**Requisiti dell'esercizio:** Nel testo sul rapporto tra Corte costituzionale e Parlamento, come dovrebbe comportarsi la Corte se fosse convinta di un vuoto normativo?

Ora è chiaro che questo invito al Parlamento, che non è nuovo nelle pronunce della Corte costituzionale, costituisce una gravissima intromissione nella sfera di autonomia riservata alle Camere del Parlamento che sono espressione della sovranità popolare e nelle quali viene definita la legislazione secondo gli intendimenti dei rappresentanti dell’elettorato, quindi dei cittadini. Il fatto che il Giudice delle leggi, in una materia così delicata, ma direi in qualunque altra materia, dica al legislatore quello che deve fare o quello che gli sembra opportuno faccia è l’effetto di uno stravolgimento dei ruoli e della forte ideologizzazione della Consulta. La Corte costituzionale deve limitarsi a dire se una situazione portata alla sua attenzione sulla base della normativa che la disciplina è meritevole o meno di una pronuncia che ne affermi la conformità o meno alla Costituzione. Ed anche se fosse convinta di un vuoto normativo dovrebbe segnalarlo senza invitare il Parlamento a provvedere in un senso anziché in un altro. Infatti, le Camere, che sono sovrane, decidono o non decidono come meglio credono. Il Parlamento, infatti, può ben decidere di “non decidere”, di non legiferare.

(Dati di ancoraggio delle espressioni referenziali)

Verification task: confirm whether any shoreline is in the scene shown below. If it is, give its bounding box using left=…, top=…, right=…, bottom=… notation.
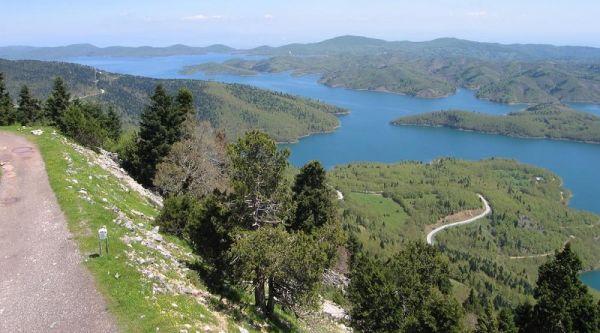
left=390, top=121, right=600, bottom=145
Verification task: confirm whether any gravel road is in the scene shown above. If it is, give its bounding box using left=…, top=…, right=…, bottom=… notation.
left=0, top=133, right=117, bottom=332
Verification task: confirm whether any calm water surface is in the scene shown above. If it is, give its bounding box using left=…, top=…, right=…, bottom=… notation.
left=68, top=54, right=600, bottom=290
left=68, top=54, right=600, bottom=213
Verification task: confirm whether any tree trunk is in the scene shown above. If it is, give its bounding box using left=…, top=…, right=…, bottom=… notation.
left=254, top=269, right=266, bottom=312
left=265, top=278, right=275, bottom=317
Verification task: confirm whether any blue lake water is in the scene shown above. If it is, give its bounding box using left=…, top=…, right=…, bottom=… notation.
left=68, top=54, right=600, bottom=290
left=68, top=54, right=600, bottom=213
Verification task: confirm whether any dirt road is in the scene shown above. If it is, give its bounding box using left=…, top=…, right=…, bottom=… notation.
left=427, top=194, right=492, bottom=245
left=0, top=133, right=117, bottom=332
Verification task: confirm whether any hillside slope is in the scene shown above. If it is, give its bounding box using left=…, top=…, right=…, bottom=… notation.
left=0, top=59, right=346, bottom=142
left=392, top=103, right=600, bottom=143
left=182, top=36, right=600, bottom=103
left=329, top=158, right=600, bottom=306
left=0, top=127, right=343, bottom=332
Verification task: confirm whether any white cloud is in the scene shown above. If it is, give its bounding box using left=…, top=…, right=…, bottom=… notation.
left=465, top=10, right=487, bottom=17
left=182, top=14, right=227, bottom=21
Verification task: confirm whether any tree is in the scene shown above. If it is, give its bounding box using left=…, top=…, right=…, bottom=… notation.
left=106, top=106, right=123, bottom=142
left=175, top=88, right=196, bottom=121
left=0, top=73, right=16, bottom=126
left=498, top=307, right=519, bottom=333
left=154, top=120, right=229, bottom=199
left=156, top=195, right=200, bottom=238
left=348, top=243, right=462, bottom=332
left=125, top=84, right=183, bottom=186
left=532, top=243, right=600, bottom=332
left=475, top=300, right=499, bottom=333
left=60, top=101, right=109, bottom=149
left=290, top=161, right=336, bottom=232
left=227, top=130, right=289, bottom=314
left=227, top=131, right=343, bottom=316
left=227, top=130, right=289, bottom=229
left=17, top=85, right=43, bottom=126
left=45, top=77, right=71, bottom=130
left=185, top=191, right=236, bottom=287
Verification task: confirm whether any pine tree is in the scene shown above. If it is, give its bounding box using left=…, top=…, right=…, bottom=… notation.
left=175, top=88, right=196, bottom=119
left=45, top=77, right=71, bottom=130
left=105, top=107, right=122, bottom=141
left=532, top=244, right=600, bottom=333
left=0, top=73, right=16, bottom=126
left=475, top=300, right=499, bottom=333
left=131, top=85, right=181, bottom=186
left=348, top=243, right=462, bottom=332
left=17, top=85, right=43, bottom=126
left=290, top=161, right=336, bottom=232
left=498, top=308, right=519, bottom=333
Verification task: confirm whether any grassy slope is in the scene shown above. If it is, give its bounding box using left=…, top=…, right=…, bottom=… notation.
left=393, top=104, right=600, bottom=143
left=0, top=127, right=310, bottom=332
left=330, top=159, right=600, bottom=304
left=0, top=59, right=345, bottom=142
left=183, top=48, right=600, bottom=103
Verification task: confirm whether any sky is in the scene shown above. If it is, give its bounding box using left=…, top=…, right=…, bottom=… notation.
left=0, top=0, right=600, bottom=48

**Risposta scritta:** Dovrebbe segnalarlo senza invitare il Parlamento a provvedere in un senso anziché in un altro.